**** Dataset records
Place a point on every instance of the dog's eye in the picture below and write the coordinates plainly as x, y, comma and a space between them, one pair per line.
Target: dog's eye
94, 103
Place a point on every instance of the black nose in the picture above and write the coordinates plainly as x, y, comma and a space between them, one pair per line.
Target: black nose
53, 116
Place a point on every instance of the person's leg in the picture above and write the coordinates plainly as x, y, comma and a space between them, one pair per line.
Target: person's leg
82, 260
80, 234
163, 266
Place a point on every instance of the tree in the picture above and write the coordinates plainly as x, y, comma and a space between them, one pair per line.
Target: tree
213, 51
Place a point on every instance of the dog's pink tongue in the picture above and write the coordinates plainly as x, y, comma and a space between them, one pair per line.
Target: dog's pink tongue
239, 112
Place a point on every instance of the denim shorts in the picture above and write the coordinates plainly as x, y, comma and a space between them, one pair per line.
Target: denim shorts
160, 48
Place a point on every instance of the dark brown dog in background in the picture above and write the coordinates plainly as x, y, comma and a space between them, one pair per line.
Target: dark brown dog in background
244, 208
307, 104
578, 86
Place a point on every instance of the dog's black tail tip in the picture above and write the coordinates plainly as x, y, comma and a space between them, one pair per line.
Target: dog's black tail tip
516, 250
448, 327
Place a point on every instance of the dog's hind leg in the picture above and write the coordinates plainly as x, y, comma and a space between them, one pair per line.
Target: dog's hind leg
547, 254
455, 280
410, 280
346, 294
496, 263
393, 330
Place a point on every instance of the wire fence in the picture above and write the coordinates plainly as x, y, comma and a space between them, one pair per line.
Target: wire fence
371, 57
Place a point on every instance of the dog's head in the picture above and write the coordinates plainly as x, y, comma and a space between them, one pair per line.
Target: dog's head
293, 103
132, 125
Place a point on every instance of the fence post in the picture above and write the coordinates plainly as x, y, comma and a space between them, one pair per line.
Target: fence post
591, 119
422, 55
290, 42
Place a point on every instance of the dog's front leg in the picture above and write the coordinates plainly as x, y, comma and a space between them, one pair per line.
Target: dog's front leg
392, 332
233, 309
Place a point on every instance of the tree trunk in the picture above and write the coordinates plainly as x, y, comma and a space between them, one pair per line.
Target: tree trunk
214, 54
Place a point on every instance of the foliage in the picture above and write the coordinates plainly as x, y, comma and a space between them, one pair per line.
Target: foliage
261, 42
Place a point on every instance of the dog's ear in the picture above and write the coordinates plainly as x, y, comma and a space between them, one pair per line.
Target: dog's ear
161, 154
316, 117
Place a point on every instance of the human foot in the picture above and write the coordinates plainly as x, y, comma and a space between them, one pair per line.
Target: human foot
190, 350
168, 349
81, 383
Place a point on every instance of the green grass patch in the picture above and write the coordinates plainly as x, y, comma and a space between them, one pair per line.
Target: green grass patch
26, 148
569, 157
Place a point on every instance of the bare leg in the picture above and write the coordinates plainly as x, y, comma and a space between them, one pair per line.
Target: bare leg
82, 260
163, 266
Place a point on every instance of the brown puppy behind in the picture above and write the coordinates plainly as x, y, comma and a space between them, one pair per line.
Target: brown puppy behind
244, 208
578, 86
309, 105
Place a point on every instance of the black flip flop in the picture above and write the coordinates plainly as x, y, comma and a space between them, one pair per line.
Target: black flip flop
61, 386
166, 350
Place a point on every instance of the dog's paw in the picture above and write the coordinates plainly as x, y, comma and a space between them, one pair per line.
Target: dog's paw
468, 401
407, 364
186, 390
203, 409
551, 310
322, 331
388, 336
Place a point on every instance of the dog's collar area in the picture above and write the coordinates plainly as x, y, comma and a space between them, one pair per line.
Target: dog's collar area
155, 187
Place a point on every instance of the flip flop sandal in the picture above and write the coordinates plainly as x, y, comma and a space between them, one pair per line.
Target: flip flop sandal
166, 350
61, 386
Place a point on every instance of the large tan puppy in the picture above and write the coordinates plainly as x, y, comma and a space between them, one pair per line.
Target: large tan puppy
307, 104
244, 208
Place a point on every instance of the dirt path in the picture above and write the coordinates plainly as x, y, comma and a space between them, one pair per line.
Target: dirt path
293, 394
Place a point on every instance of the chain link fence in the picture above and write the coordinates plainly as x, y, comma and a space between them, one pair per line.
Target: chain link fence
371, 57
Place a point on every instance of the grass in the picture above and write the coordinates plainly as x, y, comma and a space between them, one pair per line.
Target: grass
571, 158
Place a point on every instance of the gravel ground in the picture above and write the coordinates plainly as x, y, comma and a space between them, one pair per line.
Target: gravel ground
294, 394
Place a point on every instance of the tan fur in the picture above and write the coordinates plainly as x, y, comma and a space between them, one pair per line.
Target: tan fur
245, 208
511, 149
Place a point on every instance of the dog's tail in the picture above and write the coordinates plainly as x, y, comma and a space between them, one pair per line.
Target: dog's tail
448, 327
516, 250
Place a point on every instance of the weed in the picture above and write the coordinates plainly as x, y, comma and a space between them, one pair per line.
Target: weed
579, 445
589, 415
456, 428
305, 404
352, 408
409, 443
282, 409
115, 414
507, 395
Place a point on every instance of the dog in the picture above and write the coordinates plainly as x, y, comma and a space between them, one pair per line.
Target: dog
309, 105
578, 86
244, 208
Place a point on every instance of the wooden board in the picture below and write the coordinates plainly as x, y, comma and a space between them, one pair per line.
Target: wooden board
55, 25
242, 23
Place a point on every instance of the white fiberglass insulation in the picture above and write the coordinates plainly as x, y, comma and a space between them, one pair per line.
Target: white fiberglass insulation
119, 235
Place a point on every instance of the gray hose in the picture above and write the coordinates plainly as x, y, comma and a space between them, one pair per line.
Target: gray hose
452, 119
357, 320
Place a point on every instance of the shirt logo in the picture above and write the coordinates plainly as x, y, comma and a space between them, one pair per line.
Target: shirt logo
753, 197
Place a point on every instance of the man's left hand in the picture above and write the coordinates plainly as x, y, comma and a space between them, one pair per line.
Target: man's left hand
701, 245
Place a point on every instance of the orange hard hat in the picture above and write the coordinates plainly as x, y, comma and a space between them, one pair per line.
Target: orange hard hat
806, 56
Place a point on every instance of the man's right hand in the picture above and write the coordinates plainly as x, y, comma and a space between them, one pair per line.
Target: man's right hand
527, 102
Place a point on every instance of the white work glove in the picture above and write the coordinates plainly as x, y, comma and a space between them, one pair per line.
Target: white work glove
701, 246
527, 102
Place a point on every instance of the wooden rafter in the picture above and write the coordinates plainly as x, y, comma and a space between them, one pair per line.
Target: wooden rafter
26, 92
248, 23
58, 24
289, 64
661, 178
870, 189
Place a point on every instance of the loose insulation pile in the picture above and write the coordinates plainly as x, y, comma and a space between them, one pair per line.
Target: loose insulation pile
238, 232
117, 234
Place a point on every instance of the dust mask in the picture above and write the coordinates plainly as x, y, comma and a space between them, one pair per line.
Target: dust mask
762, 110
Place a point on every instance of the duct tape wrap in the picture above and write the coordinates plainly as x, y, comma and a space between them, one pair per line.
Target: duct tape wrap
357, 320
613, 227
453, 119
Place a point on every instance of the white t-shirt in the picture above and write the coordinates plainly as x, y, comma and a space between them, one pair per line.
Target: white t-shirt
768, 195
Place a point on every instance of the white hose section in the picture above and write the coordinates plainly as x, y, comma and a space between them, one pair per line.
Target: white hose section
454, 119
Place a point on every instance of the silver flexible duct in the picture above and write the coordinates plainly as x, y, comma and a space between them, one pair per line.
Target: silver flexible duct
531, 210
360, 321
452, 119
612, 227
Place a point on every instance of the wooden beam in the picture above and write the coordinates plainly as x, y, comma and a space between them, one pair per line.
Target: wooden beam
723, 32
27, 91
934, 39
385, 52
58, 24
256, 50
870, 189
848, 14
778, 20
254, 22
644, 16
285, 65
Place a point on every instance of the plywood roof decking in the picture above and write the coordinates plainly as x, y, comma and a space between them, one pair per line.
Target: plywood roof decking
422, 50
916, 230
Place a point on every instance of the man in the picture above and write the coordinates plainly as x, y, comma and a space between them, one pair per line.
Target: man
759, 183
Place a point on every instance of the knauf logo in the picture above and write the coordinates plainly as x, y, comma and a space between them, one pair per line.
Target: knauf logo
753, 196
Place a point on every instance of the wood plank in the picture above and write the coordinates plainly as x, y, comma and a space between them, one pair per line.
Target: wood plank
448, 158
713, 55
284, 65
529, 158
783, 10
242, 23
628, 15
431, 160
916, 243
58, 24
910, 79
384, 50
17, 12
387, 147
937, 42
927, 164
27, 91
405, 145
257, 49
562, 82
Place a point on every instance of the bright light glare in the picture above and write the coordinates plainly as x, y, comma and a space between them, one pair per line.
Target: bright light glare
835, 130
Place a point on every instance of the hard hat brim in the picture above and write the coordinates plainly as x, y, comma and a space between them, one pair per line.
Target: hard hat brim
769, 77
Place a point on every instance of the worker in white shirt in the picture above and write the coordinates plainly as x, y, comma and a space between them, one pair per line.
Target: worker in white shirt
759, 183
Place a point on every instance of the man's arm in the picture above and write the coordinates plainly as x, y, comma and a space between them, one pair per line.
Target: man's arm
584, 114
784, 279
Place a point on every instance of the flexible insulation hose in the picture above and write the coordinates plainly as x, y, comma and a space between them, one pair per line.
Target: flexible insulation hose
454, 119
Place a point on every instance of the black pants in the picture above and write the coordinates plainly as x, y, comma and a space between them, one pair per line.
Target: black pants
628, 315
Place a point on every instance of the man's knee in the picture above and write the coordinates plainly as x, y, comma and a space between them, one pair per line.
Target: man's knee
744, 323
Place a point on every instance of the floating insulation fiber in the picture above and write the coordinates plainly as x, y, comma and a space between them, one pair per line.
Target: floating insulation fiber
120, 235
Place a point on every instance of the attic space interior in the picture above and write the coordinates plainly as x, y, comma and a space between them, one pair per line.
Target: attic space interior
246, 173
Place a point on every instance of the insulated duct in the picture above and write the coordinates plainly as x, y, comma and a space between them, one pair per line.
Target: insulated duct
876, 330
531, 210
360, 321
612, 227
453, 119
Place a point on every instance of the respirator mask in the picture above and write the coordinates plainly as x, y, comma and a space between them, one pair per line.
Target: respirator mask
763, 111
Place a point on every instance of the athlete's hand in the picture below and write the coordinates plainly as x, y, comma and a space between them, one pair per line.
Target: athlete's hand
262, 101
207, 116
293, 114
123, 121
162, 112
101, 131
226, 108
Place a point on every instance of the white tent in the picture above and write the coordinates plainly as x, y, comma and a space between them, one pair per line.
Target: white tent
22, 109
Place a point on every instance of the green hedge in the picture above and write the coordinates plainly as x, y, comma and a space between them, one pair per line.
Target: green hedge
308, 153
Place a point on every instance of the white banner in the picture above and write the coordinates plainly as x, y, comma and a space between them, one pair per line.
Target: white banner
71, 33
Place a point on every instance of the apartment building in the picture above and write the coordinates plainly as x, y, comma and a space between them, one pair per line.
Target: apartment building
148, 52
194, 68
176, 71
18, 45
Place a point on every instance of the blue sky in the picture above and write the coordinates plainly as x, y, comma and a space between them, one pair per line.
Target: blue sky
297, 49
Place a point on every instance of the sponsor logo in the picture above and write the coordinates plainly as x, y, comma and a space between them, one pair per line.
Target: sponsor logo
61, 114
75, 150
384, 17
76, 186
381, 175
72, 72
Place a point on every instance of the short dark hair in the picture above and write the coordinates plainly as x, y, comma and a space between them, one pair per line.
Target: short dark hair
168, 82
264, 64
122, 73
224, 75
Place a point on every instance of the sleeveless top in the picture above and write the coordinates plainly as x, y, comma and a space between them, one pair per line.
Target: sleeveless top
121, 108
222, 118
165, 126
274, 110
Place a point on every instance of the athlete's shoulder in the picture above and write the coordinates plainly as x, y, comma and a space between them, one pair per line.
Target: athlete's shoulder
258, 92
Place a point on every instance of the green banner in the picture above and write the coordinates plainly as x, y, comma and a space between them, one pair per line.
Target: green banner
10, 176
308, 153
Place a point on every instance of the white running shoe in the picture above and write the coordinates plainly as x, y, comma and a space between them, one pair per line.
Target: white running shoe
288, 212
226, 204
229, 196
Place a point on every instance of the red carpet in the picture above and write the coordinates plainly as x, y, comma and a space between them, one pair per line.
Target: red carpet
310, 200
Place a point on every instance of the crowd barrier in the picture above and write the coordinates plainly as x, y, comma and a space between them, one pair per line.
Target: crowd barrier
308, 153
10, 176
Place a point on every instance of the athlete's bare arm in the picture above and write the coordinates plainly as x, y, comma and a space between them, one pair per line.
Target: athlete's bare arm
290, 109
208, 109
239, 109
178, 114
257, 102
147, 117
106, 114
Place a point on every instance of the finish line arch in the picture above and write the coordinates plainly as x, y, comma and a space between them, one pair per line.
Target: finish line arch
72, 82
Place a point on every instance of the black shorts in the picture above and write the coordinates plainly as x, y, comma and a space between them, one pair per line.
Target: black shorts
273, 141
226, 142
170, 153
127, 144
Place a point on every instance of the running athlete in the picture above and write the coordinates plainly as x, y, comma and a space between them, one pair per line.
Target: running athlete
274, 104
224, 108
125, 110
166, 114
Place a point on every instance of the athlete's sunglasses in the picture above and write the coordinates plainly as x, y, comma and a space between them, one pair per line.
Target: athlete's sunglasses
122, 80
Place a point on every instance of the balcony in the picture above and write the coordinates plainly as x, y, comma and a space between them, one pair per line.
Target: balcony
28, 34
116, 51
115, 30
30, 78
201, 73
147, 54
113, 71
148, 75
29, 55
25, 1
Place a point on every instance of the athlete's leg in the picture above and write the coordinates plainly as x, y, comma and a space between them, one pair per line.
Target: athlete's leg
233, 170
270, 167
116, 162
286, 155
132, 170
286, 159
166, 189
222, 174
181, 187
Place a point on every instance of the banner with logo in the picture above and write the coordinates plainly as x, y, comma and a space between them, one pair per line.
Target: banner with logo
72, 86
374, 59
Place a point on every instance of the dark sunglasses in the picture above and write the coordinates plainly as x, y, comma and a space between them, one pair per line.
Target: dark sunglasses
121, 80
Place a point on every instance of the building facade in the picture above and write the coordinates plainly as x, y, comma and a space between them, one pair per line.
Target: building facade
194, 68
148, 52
********
### [What is being asked]
Begin with the line containing "Place a point on every instance of the athlete's sunglasses" and repeat each line exactly until the records above end.

### [Written answer]
Place a point on every instance of the athlete's sunglasses in the picture above and write the coordinates plainly as x, y, comma and a space between them, one pair per line.
Target: athlete's sunglasses
122, 80
Place a point on every instance of the balcony in the picture above and write the coordinates plainly as x, y, comma and a space between them, one pair per line.
Target: balcony
28, 34
116, 51
115, 30
30, 78
201, 73
147, 54
113, 71
148, 75
29, 55
25, 1
Place a point on every instance of the athlete's leg in the picture above and write the coordinates plainly as x, y, comma and a space between them, one pair per line.
Target: athlete's leg
233, 170
270, 167
116, 162
286, 155
132, 170
286, 159
166, 189
222, 174
181, 187
Place a point on every instance of the banner with logo in the picture above and write the coordinates plainly as x, y, comma and a space between them, one pair per line.
Target: banner with logo
72, 86
374, 59
Place a point on every instance of the dark sunglasses in the picture above and write the coordinates plainly as x, y, comma and a space between them, one pair per line.
Target: dark sunglasses
121, 80
Place a point on every instance of the building facade in the picture above and write the coordinates plainly as x, y, comma and a space between them, one pair per line.
Target: building facade
194, 68
148, 52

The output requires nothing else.